> [Document segment]:

━━━━━━━━━━

Can a Linux Logical Volume Manager be read by Windows?
June 28, 2008 11:50 AM   Subscribe

Can an LVM partition be mounted by Windows XP or Vista?

I dual boot Fedora 9 and XP Pro on one machine, and Fedora 9 and Vista Home Premium on the other. I've been using ext3 on Fedora because I can mount it from Windows, but was wondering whether any Windows software now supports LVM. Thanks.
posted by lukemeister to Computers & Internet (5 answers total)
 
Just to get the terminology out of the way first: LVM isn't mountable. It's a new layer between "partitions" and "filesystems", the volume manager (that's the "VM"). Where before you'd have a disk that contained a partition that contained an ext3 filesystem, with LVM you have a disk that contains a partition that contains an LVM physical volume which contains an LVM logical volume which contains an ext3 filesystem.

━━━━━━━━━━

> [Recorded data]:

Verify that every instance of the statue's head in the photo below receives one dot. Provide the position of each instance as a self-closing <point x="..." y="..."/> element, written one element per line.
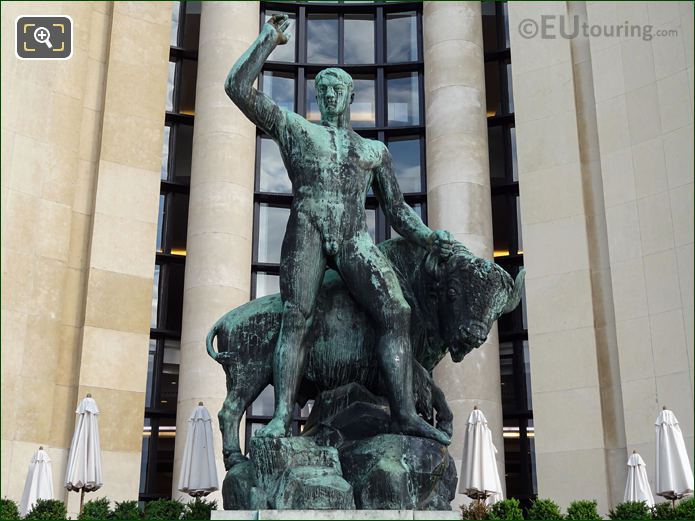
<point x="334" y="92"/>
<point x="470" y="294"/>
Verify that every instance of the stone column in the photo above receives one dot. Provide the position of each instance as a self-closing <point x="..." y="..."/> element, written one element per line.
<point x="220" y="214"/>
<point x="458" y="189"/>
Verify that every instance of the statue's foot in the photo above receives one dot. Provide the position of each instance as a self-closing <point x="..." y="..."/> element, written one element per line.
<point x="416" y="426"/>
<point x="275" y="429"/>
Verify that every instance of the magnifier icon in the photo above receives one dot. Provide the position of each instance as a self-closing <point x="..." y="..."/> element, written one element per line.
<point x="42" y="35"/>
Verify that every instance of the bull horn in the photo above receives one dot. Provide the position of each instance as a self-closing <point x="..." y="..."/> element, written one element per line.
<point x="515" y="295"/>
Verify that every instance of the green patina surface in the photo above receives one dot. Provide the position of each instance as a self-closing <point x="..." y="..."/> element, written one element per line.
<point x="349" y="312"/>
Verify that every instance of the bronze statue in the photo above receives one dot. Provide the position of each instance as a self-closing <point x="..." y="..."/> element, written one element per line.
<point x="331" y="169"/>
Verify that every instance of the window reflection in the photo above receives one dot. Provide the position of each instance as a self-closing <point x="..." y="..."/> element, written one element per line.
<point x="273" y="175"/>
<point x="182" y="155"/>
<point x="280" y="87"/>
<point x="401" y="37"/>
<point x="406" y="162"/>
<point x="359" y="38"/>
<point x="155" y="297"/>
<point x="371" y="223"/>
<point x="164" y="169"/>
<point x="284" y="53"/>
<point x="312" y="107"/>
<point x="186" y="88"/>
<point x="267" y="284"/>
<point x="170" y="86"/>
<point x="403" y="100"/>
<point x="363" y="108"/>
<point x="272" y="222"/>
<point x="322" y="38"/>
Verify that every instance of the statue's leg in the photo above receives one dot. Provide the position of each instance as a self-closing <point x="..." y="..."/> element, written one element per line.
<point x="240" y="394"/>
<point x="372" y="281"/>
<point x="301" y="272"/>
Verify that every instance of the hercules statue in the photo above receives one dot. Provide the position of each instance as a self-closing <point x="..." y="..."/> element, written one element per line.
<point x="331" y="169"/>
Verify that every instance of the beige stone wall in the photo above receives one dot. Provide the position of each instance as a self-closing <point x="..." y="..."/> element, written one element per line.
<point x="80" y="183"/>
<point x="458" y="191"/>
<point x="604" y="140"/>
<point x="220" y="222"/>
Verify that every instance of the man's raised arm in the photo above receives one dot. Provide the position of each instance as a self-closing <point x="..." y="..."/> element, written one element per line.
<point x="402" y="217"/>
<point x="255" y="105"/>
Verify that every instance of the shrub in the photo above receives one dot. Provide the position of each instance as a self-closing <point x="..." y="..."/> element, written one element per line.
<point x="50" y="509"/>
<point x="8" y="509"/>
<point x="582" y="509"/>
<point x="542" y="509"/>
<point x="686" y="509"/>
<point x="96" y="509"/>
<point x="631" y="510"/>
<point x="475" y="510"/>
<point x="507" y="509"/>
<point x="663" y="510"/>
<point x="126" y="510"/>
<point x="198" y="509"/>
<point x="164" y="509"/>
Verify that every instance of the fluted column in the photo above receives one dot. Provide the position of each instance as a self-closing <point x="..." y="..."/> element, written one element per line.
<point x="458" y="189"/>
<point x="220" y="214"/>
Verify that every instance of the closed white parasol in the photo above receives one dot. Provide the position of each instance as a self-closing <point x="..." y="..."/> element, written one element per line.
<point x="637" y="487"/>
<point x="674" y="475"/>
<point x="83" y="472"/>
<point x="198" y="469"/>
<point x="480" y="479"/>
<point x="39" y="484"/>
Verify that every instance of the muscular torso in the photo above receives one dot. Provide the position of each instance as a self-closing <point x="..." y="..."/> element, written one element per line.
<point x="331" y="171"/>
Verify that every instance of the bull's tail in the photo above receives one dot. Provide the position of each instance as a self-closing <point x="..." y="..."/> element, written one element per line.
<point x="208" y="341"/>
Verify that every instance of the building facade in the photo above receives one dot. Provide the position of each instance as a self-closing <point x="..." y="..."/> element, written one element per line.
<point x="139" y="205"/>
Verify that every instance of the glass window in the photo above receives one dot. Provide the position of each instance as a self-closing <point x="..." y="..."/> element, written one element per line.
<point x="186" y="87"/>
<point x="403" y="99"/>
<point x="171" y="78"/>
<point x="371" y="223"/>
<point x="359" y="38"/>
<point x="312" y="106"/>
<point x="406" y="161"/>
<point x="363" y="108"/>
<point x="150" y="372"/>
<point x="182" y="154"/>
<point x="284" y="53"/>
<point x="177" y="223"/>
<point x="322" y="38"/>
<point x="160" y="222"/>
<point x="280" y="87"/>
<point x="267" y="284"/>
<point x="401" y="37"/>
<point x="272" y="222"/>
<point x="495" y="137"/>
<point x="265" y="403"/>
<point x="273" y="175"/>
<point x="191" y="25"/>
<point x="512" y="140"/>
<point x="173" y="281"/>
<point x="155" y="297"/>
<point x="169" y="378"/>
<point x="164" y="169"/>
<point x="175" y="13"/>
<point x="492" y="88"/>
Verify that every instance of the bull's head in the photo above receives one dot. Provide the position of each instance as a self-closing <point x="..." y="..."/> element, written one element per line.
<point x="471" y="293"/>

━━━━━━━━━━

> [Written problem]: From the forum thread about reading Linux LVM volumes in Windows, copy the stretch from "Can an LVM partition" through "an ext3 filesystem." word for word.

> [Result of this task]:
Can an LVM partition be mounted by Windows XP or Vista?

I dual boot Fedora 9 and XP Pro on one machine, and Fedora 9 and Vista Home Premium on the other. I've been using ext3 on Fedora because I can mount it from Windows, but was wondering whether any Windows software now supports LVM. Thanks.
posted by lukemeister to Computers & Internet (5 answers total)
 
Just to get the terminology out of the way first: LVM isn't mountable. It's a new layer between "partitions" and "filesystems", the volume manager (that's the "VM"). Where before you'd have a disk that contained a partition that contained an ext3 filesystem, with LVM you have a disk that contains a partition that contains an LVM physical volume which contains an LVM logical volume which contains an ext3 filesystem.